Dataset entries
——

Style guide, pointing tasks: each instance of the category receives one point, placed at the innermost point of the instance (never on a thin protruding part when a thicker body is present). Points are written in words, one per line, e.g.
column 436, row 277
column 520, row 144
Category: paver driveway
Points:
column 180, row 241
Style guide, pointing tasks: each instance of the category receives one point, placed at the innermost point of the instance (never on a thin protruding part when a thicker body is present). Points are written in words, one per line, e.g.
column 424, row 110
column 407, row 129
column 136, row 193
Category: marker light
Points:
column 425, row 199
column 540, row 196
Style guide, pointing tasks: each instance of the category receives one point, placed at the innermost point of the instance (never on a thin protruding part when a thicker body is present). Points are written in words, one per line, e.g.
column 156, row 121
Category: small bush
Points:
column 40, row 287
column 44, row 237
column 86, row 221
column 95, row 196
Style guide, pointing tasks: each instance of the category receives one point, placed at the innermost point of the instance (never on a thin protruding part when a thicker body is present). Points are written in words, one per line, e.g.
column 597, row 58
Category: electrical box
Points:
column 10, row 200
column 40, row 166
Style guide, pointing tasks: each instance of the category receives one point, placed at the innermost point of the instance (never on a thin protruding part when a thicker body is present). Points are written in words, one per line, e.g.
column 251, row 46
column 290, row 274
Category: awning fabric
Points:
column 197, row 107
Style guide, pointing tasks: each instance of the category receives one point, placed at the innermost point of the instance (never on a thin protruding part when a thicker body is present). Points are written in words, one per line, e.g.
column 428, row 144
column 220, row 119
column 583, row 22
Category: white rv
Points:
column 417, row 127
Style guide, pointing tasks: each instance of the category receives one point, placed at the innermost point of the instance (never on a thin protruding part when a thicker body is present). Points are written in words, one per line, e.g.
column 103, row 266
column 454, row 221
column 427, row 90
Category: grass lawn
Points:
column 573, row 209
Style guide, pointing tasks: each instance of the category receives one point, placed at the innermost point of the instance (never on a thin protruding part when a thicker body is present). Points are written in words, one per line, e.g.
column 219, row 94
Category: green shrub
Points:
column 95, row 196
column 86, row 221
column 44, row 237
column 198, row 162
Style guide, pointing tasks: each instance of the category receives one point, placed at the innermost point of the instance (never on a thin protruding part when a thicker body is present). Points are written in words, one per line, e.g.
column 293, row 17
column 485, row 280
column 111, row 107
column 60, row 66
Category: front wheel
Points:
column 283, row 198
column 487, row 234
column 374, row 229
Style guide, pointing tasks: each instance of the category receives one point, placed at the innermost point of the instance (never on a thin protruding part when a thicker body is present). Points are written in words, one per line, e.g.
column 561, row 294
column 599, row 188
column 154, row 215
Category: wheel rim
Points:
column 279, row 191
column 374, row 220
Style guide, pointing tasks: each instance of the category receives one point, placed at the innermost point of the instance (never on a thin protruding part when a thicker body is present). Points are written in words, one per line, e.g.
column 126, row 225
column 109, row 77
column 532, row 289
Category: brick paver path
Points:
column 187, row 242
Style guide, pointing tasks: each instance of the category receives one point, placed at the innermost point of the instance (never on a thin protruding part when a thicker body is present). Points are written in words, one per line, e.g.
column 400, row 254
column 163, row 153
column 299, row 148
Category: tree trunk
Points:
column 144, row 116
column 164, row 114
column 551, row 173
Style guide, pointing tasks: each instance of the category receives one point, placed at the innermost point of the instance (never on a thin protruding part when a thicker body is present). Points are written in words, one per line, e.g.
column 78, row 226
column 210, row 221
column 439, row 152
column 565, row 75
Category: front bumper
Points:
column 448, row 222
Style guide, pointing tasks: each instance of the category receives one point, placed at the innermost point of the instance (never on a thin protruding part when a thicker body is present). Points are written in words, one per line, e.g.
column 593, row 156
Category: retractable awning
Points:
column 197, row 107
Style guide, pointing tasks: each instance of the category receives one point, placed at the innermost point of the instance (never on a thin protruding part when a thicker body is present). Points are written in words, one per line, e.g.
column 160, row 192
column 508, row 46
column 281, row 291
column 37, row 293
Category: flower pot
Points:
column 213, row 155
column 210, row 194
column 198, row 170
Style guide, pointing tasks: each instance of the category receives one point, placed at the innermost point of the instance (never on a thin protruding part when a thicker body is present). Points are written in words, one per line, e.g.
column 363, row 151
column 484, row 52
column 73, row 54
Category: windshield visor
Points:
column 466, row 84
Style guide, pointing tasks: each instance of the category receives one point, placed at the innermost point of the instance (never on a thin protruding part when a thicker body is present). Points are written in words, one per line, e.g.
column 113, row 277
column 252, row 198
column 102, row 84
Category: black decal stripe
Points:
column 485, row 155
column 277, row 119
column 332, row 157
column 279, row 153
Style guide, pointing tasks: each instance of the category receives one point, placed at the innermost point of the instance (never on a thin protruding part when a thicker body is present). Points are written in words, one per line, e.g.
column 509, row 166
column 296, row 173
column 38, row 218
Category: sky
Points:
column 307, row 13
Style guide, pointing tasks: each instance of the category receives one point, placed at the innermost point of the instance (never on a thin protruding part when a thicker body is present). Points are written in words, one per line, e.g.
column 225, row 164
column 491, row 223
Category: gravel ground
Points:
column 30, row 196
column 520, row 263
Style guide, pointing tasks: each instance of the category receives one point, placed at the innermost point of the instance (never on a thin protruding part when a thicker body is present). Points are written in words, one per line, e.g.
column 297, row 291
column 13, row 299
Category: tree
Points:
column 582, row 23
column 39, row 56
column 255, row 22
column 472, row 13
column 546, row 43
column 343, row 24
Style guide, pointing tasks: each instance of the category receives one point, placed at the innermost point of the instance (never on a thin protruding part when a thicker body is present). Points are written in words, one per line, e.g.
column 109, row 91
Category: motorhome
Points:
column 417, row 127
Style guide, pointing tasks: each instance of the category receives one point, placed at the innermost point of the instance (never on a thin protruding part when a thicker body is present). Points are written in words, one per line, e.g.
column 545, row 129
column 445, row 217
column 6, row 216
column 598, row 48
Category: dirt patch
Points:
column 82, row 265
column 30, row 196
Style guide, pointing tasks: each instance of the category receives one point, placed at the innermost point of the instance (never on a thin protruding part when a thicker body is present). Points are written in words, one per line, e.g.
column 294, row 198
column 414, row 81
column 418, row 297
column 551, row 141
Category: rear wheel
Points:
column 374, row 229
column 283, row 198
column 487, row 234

——

_PROBLEM_
Return only the part of the records above that opens with the line containing "column 599, row 188" and closes with the line containing "Category: brick paver path", ends included.

_WRITTEN SOLUTION_
column 599, row 188
column 154, row 215
Category: wheel rim
Points:
column 279, row 191
column 374, row 220
Style guide, pointing tasks: each instance of the category receives one point, placed at the innermost point of the instance (never on a thin protruding part when a thicker body is present). Points are written in words, one per line, e.g.
column 126, row 225
column 109, row 77
column 532, row 289
Category: brick paver path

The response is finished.